=== DOCUMENT EXTRACT ===

────

Bob Dylan to play at Denmark’s Roskilde Festival

One of the all-time greats of rock ‘n’ roll will play at Denmark’s largest music festival this summer.

Bob Dylan to play at Denmark’s Roskilde Festival
Bob Dylan in 2012. Photo: FRED TANNEAU/Ritzau Scanpix

A new generation of fans will therefore be able to experience the Nobel Prize-winning songwriter, who also played at Roskilde on several occasions during the 1990s and 2000s.

Dylan, known for songs including Like a Rolling Stone, The Times They Are A-Changin’, Boots of Spanish Leather, Blowin’ in the Wind, A Hard Rain’s A-Gonna Fall and Subterranean Homesick Blues as well as countless others, will play the Danish festival’s main Orange Stage on July 3rd, Roskilde Festival confirmed.

“It’s now been 13 years since he last visited us, so for many of our young participants this could be the first and maybe only time they will have the chance to see an artist of such importance,” programme director Anders Wahrén told DR.

In 2016, Dylan was awarded the Nobel Prize in Literature for “having created new poetic expressions within the great American song tradition”, although it took him a while to officially accept the prize.

He has also won 10 Grammy Awards, one Golden Globe and one Academy Award.

────

=== SUPPLIED RECORDS ===
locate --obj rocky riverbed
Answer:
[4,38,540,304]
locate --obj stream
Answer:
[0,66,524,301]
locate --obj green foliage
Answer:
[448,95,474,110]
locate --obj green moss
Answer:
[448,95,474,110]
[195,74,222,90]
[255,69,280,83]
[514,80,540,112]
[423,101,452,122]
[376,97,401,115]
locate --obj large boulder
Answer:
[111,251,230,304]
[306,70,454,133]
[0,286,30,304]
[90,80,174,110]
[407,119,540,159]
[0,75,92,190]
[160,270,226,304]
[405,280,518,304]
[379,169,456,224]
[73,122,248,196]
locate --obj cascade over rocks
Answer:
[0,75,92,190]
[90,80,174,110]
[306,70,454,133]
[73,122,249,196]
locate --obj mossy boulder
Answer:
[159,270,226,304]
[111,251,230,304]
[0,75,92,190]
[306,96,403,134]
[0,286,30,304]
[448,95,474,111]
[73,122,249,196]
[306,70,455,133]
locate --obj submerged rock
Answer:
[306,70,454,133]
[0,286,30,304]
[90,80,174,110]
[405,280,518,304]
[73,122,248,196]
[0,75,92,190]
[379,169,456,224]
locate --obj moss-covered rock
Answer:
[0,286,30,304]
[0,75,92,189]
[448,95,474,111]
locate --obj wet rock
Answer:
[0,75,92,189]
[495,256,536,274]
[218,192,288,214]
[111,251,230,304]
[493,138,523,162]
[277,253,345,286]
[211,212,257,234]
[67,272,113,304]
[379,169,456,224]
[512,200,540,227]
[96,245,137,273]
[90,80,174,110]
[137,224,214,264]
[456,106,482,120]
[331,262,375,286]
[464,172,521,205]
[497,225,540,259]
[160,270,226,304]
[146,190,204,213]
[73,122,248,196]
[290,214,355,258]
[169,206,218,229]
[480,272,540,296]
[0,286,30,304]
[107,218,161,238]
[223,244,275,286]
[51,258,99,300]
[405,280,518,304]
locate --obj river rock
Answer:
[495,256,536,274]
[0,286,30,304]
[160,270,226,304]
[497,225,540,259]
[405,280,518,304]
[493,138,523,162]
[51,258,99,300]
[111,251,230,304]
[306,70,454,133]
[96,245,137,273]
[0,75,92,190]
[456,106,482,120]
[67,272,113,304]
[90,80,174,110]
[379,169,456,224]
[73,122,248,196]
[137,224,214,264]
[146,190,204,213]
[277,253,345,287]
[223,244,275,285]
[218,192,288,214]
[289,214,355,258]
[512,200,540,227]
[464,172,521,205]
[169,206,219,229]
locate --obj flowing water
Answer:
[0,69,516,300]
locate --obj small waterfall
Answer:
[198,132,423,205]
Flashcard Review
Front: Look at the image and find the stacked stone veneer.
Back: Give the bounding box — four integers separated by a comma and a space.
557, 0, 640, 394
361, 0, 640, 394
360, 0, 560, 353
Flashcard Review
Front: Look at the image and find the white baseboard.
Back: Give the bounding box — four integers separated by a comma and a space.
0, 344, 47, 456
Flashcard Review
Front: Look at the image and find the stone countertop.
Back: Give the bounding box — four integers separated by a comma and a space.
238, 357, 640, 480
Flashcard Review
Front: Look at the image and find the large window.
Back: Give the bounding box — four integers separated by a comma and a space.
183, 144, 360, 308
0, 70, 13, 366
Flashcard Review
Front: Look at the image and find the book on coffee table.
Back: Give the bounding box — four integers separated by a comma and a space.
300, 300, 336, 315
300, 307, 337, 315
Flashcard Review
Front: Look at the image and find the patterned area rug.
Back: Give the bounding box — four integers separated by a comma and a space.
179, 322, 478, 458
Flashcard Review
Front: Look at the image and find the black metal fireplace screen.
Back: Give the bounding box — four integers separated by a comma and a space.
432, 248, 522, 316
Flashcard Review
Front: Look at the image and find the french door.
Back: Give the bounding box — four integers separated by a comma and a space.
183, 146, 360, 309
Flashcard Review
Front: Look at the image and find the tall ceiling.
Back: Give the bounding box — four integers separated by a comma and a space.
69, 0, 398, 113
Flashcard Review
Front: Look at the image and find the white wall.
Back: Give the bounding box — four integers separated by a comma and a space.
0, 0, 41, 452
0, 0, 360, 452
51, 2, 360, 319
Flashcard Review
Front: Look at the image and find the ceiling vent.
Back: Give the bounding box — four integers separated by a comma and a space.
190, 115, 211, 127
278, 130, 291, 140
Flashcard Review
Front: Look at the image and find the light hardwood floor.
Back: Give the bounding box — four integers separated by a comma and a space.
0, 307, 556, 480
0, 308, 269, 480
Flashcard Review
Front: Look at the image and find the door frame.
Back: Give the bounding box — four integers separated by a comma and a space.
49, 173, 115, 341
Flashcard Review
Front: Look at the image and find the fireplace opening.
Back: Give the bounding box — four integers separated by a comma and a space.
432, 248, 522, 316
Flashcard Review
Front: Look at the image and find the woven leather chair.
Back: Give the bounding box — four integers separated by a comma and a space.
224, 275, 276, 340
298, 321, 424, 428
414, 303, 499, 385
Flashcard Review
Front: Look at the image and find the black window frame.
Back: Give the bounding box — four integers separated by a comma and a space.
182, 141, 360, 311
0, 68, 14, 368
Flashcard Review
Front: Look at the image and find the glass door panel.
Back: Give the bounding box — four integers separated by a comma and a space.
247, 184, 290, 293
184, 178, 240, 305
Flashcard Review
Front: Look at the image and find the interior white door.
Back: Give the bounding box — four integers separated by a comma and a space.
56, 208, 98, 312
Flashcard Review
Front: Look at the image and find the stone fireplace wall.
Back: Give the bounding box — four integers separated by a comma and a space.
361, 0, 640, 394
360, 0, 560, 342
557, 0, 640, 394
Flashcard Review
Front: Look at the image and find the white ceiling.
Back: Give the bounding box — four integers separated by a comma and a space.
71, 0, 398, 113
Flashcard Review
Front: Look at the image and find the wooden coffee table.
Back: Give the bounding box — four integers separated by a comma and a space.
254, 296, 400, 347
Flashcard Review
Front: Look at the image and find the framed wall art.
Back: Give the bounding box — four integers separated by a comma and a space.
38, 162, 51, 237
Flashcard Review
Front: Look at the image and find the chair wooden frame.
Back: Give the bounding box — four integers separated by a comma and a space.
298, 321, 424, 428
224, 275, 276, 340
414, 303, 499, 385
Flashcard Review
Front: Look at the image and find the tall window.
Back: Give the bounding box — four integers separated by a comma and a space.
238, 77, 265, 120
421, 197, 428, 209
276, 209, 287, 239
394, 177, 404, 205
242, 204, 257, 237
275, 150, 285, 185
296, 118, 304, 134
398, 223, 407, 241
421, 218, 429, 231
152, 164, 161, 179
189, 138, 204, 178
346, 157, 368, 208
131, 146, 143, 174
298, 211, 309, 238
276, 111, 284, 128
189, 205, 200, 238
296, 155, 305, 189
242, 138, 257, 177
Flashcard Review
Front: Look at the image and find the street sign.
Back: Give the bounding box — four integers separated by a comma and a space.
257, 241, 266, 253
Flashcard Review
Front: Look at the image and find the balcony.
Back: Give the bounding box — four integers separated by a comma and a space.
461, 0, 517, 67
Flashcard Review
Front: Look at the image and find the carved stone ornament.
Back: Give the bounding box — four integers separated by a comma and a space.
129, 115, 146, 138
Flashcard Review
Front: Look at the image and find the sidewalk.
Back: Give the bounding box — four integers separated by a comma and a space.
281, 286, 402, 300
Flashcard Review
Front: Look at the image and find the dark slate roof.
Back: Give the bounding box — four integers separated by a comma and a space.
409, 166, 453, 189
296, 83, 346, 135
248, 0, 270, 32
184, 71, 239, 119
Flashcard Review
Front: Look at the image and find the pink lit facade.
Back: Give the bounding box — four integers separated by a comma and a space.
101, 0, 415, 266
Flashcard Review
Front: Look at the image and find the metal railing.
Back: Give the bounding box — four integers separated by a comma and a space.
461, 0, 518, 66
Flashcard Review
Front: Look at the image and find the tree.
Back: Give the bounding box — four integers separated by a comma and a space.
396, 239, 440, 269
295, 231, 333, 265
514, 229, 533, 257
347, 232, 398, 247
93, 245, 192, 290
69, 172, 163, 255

────

=== WHAT THE EXERCISE ASKS ===
Rewrite the part of the Roskilde Festival article starting at "A new generation" and ending at "Roskilde Festival confirmed.", renaming "Orange Stage" to "Arena Stage". The listing has no connection to the article about Bob Dylan at Roskilde Festival.

=== CORRECT RESULT ===
A new generation of fans will therefore be able to experience the Nobel Prize-winning songwriter, who also played at Roskilde on several occasions during the 1990s and 2000s.

Dylan, known for songs including Like a Rolling Stone, The Times They Are A-Changin’, Boots of Spanish Leather, Blowin’ in the Wind, A Hard Rain’s A-Gonna Fall and Subterranean Homesick Blues as well as countless others, will play the Danish festival’s main Arena Stage on July 3rd, Roskilde Festival confirmed.